_Passage given_
· · · · · · ·
Why [1, 2, 3] is not a Vector{Number}?

I don’t understand this:

julia> isa([1,2,3], Vector{Number})

Each 1, 2, or 3 is certainly a Number:

julia> isa(1, Number)

It is illogical to say [1, 2, 3] is not Vector{Number} when each element is a Number.


See the relevant manual section: Types · The Julia Language


Just to extract some relevant points because the manual is quite dense:

Vector{Number} is a concrete type, and [1, 2, 3] has type Vector{Int}, which is also a concrete type. One concrete type is never a subtype of another concrete type, they are the leaves of the type tree.

Vector{Number} is concrete, even though Number is not a concrete type. That’s because it has a concrete implementation which can store all types that are subtypes of Number, it has a specific memory layout etc. On the other hand, AbstractVector{Int} is the other way around and not a concrete type, because the container is abstract even though the element is concrete.

What you can do instead is [1, 2, 3] isa Vector{<:Number} which is true. That’s because <:Number is a sort of placeholder which means “any type which is a subtype of Number”. This is often needed for dispatching on containers where you want to allow set of element types. f(x::Vector{Number}) can take only arguments of type Vector{Number}, whereas g(x::Vector{<:Number}) can take e.g. Vector{Int}, Vector{Float64}, Vector{Real}, Vector{Number}, etc.


Wow. Thanks Jules. This is a good summary. I wasn’t able to make any sense of the reference manual, frankly speaking (besides yep it is what it is).


isa([1,2,3], Vector{T} where T<:Number) is also true.

There is also a nice video about subtyping: https://youtu.be/Y95fAipREHQ?t=958


There is a very simple explanation why you actually wouldn’t want isa([1,2,3], Vector{Number}) to be true. [1,2,3] just cannot generally be used where a Vector{Number} is expected. Suppose you have a function:

f(vec::Vector{Number}) = push!(vec, 1.5)

It works with Vector{Number}:

vn = Vector{Number}([1, 2, 3])

But it would fail if one could pass Vector{Int} to it:

g(vec) = push!(vec, 1.5)

vi = [1, 2, 3]
g(vi)  # error - cannot push 1.5 to vector of ints

@sairus7, thanks, really nice video except for the sound quality (had to use a sound booster extension to Chrome). It seems that Francesco Nardelli’s talk covers the material in this paper.
· · · · · · ·
_Supplied entries_
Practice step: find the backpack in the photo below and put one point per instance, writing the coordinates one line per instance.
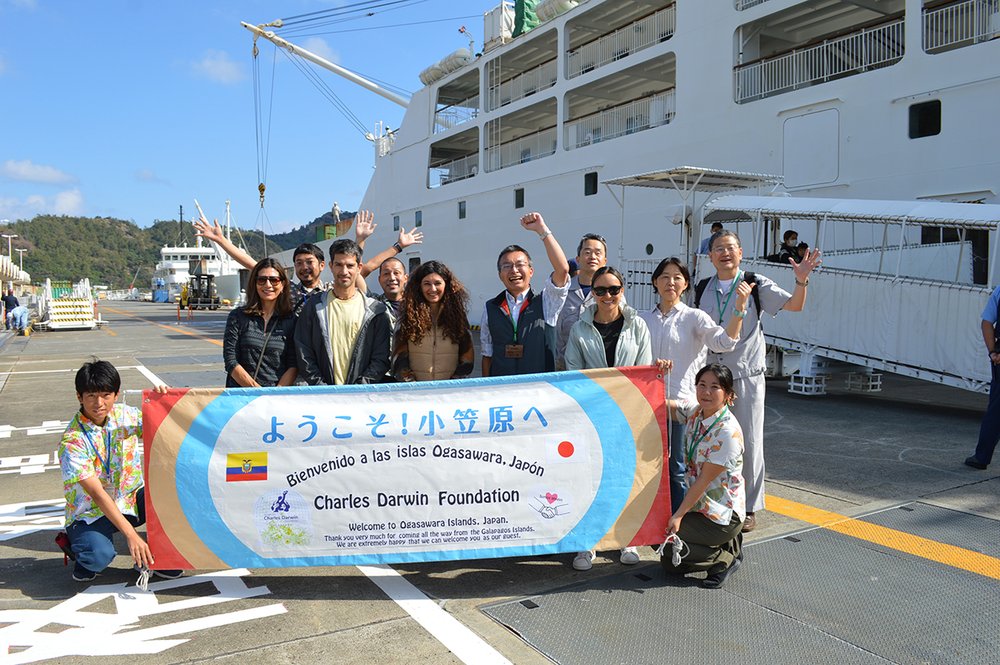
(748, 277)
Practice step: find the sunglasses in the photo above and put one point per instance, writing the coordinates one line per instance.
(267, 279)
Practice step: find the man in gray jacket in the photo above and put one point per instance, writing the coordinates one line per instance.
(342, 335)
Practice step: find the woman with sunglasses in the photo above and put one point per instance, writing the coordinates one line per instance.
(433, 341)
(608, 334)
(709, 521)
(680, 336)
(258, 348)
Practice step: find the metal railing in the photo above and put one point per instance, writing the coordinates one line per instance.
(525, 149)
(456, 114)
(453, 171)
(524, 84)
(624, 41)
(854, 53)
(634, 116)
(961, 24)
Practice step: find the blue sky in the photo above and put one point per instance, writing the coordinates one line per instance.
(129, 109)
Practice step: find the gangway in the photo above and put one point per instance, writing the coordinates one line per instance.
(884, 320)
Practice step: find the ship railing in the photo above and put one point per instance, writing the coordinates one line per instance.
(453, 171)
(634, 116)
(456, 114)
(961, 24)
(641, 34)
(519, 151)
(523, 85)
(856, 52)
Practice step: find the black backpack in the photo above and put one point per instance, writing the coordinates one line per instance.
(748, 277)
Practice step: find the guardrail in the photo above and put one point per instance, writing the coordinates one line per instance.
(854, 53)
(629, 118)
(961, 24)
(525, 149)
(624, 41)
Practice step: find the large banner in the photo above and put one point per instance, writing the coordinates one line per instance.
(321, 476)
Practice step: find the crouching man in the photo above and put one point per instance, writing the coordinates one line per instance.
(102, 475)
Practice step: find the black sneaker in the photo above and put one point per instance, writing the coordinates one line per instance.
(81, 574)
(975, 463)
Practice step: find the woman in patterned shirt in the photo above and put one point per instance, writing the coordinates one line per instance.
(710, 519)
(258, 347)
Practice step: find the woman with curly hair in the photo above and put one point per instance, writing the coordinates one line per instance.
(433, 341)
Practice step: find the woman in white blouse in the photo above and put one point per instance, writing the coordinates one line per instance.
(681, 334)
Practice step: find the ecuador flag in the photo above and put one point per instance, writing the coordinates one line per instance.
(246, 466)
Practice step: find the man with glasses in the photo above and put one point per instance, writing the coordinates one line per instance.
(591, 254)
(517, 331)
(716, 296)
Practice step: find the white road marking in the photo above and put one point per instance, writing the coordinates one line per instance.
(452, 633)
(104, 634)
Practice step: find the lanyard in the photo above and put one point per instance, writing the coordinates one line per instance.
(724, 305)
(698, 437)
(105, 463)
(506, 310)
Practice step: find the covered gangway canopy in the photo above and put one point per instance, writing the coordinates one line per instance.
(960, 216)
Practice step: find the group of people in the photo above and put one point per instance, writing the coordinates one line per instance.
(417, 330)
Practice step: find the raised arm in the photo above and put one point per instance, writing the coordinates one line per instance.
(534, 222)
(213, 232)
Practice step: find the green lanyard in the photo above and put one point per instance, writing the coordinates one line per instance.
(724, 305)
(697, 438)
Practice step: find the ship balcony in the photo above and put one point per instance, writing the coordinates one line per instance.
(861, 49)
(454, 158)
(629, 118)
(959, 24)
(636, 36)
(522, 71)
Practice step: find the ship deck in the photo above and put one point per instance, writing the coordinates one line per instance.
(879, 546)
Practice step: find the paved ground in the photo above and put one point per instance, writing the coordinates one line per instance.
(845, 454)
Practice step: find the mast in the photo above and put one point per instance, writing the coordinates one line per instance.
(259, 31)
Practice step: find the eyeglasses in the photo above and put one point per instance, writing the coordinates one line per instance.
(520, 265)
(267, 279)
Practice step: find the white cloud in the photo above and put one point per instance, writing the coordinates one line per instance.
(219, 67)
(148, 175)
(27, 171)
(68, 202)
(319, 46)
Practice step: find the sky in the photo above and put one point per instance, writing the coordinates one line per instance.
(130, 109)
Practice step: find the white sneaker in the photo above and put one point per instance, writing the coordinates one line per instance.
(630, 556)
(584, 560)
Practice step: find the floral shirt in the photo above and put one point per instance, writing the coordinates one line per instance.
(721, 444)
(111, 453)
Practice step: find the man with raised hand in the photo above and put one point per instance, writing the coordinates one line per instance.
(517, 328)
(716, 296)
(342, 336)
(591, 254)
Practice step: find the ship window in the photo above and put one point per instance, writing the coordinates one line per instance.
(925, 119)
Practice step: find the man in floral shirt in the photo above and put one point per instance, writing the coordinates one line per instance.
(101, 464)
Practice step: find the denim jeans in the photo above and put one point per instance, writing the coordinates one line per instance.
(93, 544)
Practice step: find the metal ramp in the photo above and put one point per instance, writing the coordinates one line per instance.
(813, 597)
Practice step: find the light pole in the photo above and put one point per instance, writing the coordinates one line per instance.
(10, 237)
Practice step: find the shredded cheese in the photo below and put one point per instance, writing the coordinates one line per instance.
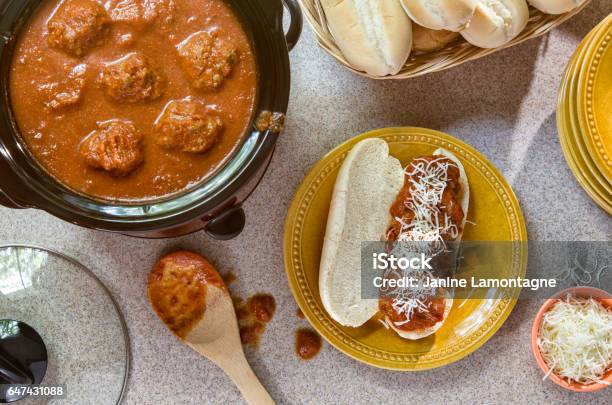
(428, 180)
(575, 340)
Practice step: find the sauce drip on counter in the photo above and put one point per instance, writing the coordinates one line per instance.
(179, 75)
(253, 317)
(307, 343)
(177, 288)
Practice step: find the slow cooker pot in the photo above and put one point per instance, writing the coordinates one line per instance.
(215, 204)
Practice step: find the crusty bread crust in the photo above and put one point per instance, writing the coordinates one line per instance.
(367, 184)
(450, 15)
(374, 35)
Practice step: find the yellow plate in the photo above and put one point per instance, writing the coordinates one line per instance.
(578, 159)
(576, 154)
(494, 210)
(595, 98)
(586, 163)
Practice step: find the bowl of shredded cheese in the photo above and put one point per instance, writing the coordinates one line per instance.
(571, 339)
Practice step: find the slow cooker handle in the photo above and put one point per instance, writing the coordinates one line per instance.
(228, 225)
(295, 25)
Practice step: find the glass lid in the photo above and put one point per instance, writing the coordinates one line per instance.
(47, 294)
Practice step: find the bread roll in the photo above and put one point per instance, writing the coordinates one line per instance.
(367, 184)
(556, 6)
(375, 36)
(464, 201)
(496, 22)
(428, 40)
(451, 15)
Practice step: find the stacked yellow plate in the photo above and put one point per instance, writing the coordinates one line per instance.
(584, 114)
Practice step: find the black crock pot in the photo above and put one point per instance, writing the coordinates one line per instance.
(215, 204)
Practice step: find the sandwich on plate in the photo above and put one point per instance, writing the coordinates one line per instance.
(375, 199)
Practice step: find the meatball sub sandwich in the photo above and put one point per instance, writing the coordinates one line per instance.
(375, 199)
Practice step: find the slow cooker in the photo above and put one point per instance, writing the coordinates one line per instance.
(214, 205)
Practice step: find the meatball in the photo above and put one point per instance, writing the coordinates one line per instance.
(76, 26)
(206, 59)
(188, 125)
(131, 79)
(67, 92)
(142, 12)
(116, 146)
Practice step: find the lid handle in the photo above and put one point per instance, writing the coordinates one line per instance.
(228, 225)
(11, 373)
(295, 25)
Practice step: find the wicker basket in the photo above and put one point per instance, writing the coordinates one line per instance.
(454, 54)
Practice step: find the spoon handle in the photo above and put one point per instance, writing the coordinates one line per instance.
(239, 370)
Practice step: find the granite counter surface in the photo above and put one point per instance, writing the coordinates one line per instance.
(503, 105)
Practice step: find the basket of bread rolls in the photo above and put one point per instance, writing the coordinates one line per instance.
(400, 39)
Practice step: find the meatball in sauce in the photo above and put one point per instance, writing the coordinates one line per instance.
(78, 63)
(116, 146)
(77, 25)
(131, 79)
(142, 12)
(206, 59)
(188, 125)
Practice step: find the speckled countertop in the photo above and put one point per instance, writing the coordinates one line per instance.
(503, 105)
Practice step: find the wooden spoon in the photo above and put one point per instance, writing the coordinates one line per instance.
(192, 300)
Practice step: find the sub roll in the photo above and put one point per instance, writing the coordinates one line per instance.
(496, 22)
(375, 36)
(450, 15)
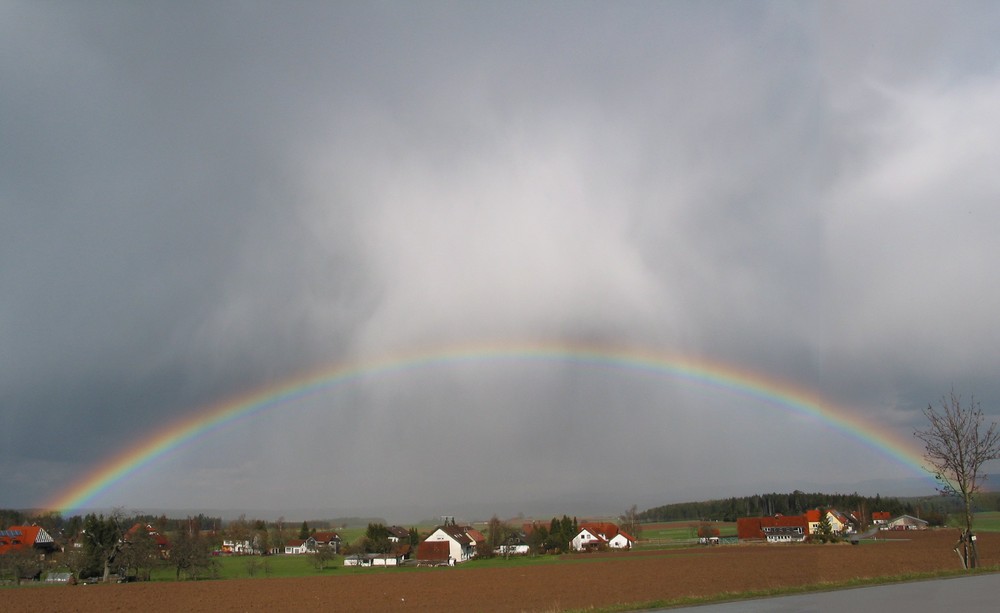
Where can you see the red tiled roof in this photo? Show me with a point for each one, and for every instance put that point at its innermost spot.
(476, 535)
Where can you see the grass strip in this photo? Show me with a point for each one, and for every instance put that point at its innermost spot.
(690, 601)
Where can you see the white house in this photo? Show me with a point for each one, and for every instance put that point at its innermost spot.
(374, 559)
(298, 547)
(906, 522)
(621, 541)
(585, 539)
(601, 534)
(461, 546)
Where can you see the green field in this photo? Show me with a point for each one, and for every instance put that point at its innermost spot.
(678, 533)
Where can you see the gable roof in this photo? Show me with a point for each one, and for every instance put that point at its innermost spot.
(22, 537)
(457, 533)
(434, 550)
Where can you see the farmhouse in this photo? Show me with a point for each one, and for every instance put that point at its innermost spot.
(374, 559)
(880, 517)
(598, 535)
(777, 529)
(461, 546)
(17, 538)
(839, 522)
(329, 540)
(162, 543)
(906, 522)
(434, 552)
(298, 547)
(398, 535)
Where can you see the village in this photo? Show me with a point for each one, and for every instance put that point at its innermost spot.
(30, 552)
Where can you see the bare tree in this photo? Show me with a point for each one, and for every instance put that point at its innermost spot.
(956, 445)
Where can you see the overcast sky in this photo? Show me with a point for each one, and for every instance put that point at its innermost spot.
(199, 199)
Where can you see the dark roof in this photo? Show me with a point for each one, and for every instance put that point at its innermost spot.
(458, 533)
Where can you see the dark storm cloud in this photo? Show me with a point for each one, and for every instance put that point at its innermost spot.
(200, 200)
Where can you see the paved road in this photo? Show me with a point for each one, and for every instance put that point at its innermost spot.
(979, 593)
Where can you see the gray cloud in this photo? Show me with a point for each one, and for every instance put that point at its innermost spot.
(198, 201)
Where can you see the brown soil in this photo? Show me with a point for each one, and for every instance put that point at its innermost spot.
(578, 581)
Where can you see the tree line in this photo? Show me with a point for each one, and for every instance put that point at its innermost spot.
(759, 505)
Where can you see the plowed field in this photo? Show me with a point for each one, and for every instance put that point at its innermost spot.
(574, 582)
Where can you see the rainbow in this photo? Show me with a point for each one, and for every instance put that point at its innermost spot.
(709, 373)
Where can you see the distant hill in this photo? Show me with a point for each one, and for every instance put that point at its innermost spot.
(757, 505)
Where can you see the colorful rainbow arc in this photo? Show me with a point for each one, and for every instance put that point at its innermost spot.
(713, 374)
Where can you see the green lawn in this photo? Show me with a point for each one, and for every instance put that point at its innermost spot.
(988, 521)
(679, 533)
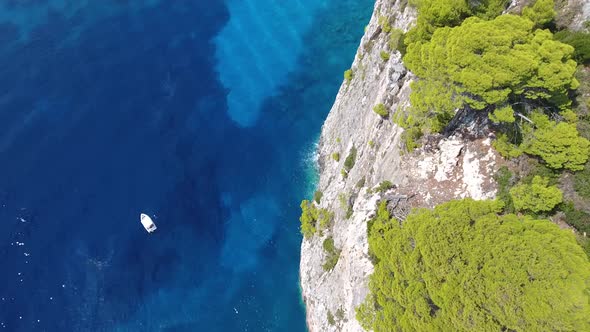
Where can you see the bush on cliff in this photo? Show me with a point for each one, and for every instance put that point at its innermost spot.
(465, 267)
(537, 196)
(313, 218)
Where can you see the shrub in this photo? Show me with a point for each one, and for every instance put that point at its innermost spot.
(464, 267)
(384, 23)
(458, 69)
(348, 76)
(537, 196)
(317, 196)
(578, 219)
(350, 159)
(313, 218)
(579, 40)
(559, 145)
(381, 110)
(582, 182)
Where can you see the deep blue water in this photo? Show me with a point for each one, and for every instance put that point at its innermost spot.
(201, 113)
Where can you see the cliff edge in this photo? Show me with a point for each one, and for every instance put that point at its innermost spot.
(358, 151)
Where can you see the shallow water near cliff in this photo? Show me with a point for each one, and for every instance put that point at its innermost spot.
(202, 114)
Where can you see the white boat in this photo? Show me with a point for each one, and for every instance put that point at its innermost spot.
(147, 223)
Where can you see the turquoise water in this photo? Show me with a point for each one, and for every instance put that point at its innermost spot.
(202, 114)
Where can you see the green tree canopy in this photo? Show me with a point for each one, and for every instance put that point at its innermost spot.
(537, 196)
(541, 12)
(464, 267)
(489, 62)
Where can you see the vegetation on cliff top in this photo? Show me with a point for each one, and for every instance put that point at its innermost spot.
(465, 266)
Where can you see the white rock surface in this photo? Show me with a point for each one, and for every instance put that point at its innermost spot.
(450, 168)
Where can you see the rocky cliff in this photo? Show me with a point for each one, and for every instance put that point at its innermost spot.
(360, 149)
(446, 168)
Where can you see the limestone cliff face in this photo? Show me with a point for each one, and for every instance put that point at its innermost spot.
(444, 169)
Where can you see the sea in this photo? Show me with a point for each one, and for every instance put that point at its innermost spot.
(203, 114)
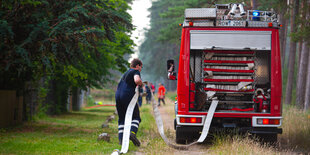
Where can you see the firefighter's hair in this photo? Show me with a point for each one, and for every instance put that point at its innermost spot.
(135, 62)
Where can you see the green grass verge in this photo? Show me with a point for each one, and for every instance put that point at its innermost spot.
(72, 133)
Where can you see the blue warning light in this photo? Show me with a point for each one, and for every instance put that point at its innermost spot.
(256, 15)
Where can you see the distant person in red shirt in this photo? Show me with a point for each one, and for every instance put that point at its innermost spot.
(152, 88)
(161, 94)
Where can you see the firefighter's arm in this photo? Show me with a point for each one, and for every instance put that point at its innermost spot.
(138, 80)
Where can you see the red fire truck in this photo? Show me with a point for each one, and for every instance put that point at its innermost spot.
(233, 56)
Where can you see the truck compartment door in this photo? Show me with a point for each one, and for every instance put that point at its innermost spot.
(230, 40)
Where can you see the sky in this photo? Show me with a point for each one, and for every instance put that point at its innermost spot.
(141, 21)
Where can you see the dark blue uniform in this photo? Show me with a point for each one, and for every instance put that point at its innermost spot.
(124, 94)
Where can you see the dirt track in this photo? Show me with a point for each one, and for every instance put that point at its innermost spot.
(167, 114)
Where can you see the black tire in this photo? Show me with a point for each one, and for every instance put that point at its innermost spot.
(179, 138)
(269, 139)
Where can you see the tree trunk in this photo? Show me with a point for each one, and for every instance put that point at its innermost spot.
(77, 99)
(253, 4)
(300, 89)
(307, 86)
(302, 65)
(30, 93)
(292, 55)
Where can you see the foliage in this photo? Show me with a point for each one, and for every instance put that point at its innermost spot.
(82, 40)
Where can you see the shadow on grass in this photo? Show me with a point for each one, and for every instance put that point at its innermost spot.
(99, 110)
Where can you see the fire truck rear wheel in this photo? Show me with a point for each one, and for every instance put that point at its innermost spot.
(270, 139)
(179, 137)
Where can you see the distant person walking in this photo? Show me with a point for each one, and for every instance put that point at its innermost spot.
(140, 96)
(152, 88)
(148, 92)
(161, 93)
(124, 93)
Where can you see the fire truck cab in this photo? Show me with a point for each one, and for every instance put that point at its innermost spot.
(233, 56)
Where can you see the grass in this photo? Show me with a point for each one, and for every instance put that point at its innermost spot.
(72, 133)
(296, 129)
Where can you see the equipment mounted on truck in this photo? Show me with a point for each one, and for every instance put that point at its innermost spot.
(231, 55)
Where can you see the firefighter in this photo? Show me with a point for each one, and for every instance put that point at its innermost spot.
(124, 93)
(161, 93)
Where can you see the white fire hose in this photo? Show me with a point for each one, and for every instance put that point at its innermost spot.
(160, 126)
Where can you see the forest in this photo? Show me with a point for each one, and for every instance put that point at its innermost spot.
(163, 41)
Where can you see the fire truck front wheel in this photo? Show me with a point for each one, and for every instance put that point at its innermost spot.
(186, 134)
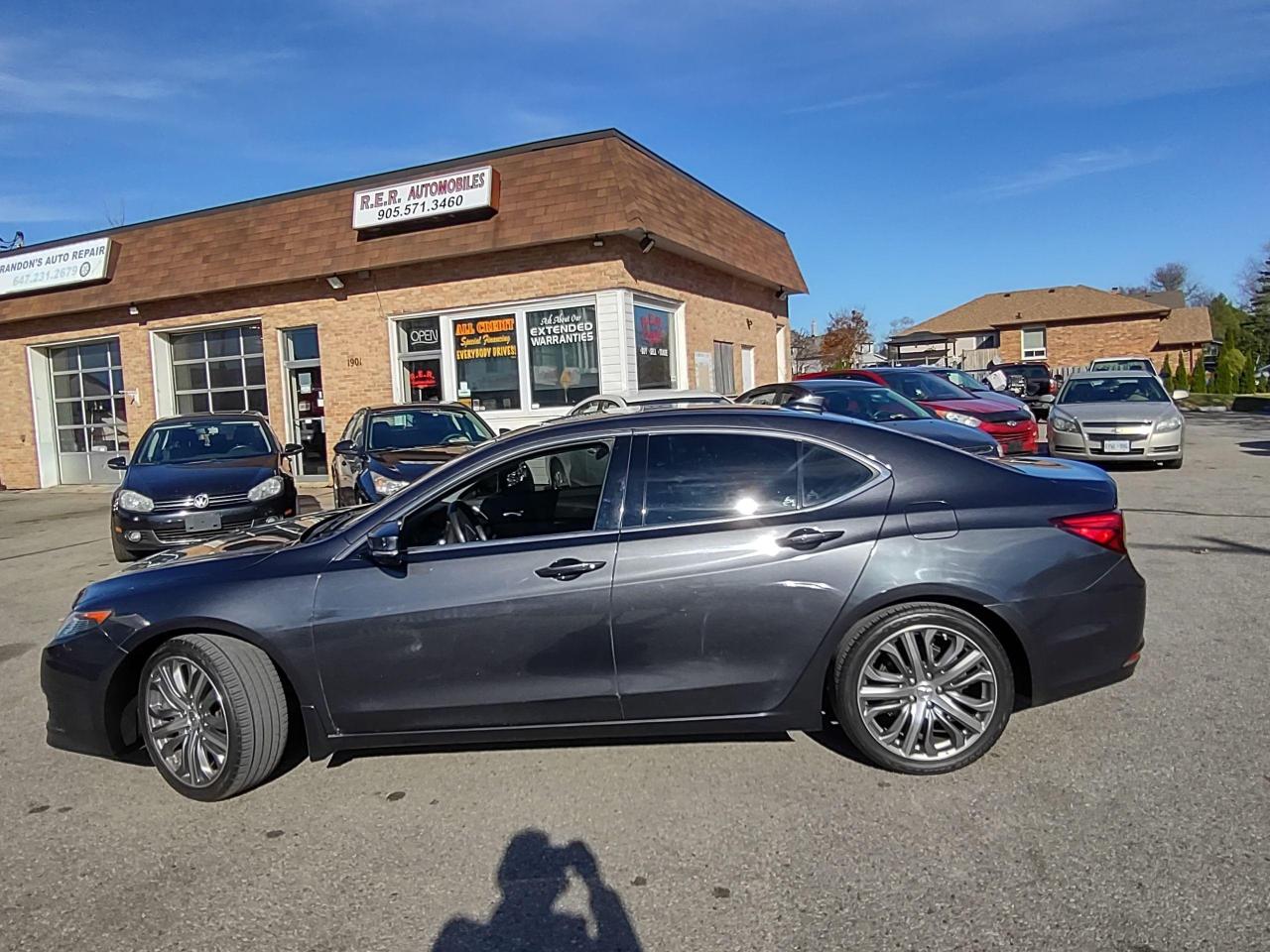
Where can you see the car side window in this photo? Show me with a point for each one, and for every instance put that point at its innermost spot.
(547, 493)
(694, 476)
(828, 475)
· · · · · · ·
_Task list_
**A.** Can you transcribe the stretch of the Julia thread from "julia> isa(1, Number)" through "element is concrete."?
**B.** In the Julia thread, what type does [1, 2, 3] have?
**C.** Which argument types does the Julia thread give as examples that g(x::Vector{<:Number}) can take?
The records play no part in this work.

_Results in order_
**A.**
julia> isa(1, Number)

It is illogical to say [1, 2, 3] is not Vector{Number} when each element is a Number.


See the relevant manual section: Types · The Julia Language


Just to extract some relevant points because the manual is quite dense:

Vector{Number} is a concrete type, and [1, 2, 3] has type Vector{Int}, which is also a concrete type. One concrete type is never a subtype of another concrete type, they are the leaves of the type tree.

Vector{Number} is concrete, even though Number is not a concrete type. That’s because it has a concrete implementation which can store all types that are subtypes of Number, it has a specific memory layout etc. On the other hand, AbstractVector{Int} is the other way around and not a concrete type, because the container is abstract even though the element is concrete.

**B.** Vector{Int}

**C.** Vector{Int}, Vector{Float64}, Vector{Real}, Vector{Number}